Высокий курган — на нем храм со крестом,
Зовется Святой он Горою!

Такая осведомленность перестанет быть удивительной, если мы вспомним, что автор происходил из Новгородской губернии. Берега Волхова он называет своими родными местами («Мысли на берегах Волхова»); под одним из его стихотворений («Прости») стоит помета: «Званка 1837. Сент. 11».

Таковы реалии стихотворения, небезынтересные уже сами по себе. Но ими не исчерпывается историко-литературное значение стихотворения. «Дума на смерть П<ушкин>а» является одним из самых ранних (если не самым ранним) поэтических откликов на лермонтовскую «Смерть поэта». Сравним отдельные строки обоих произведений:

«ДУМА НА СМЕРТЬ П<УШКИН>А»
[Потерянный во мненьи света]
[Играя славою чужой]
Он поднял руку на поэта
Свершил удар…
Погас! и смолкли дивны звуки;
Не взвеселит он больше нас
Кто дивный светоч был для нас
«СМЕРТЬ ПОЭТА»

*Извлеченные строки*
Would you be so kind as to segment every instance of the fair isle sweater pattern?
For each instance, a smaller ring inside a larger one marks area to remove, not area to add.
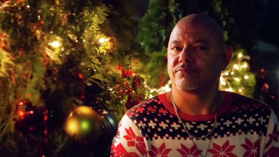
[[[119,122],[113,143],[115,156],[201,156],[210,141],[208,157],[279,156],[279,125],[270,107],[227,92],[214,125],[215,114],[179,112],[196,147],[184,130],[172,105],[160,94],[128,110]]]

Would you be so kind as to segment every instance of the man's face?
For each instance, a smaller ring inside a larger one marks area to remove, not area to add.
[[[218,84],[223,67],[220,38],[203,25],[181,24],[173,31],[168,47],[168,71],[173,84],[183,90]]]

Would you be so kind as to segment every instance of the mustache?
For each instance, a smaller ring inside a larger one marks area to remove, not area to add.
[[[194,71],[198,71],[197,68],[192,65],[188,63],[180,63],[176,65],[174,68],[175,72],[177,71],[177,69],[179,68],[186,68]]]

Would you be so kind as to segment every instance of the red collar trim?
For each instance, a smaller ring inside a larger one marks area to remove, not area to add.
[[[234,93],[227,92],[226,92],[225,99],[221,108],[219,109],[217,116],[224,115],[230,108],[232,105]],[[172,113],[176,116],[174,109],[172,104],[170,104],[167,100],[165,94],[160,94],[158,95],[160,101],[167,109]],[[188,115],[178,111],[178,114],[180,117],[185,120],[189,121],[209,121],[215,118],[215,112],[210,113],[205,115]]]

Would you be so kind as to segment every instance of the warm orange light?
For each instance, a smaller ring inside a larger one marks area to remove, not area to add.
[[[18,115],[19,115],[20,116],[23,116],[24,115],[25,113],[24,113],[24,112],[22,111],[18,111]]]

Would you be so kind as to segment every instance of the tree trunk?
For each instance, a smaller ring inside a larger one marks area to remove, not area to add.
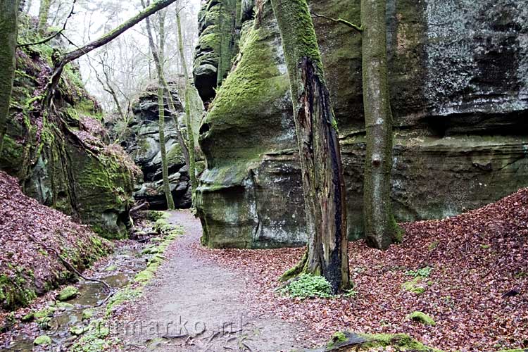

*Список заданий*
**1.** Какая помета, согласно источнику, стоит под стихотворением «Прости»?
**2.** Перечислите все названия произведений, которые упоминаются в источнике.

*Ответы по заданиям*
**1.** «Званка 1837. Сент. 11».

**2.** «Мысли на берегах Волхова», «Прости», «Дума на смерть П<ушкин>а», «Смерть поэта».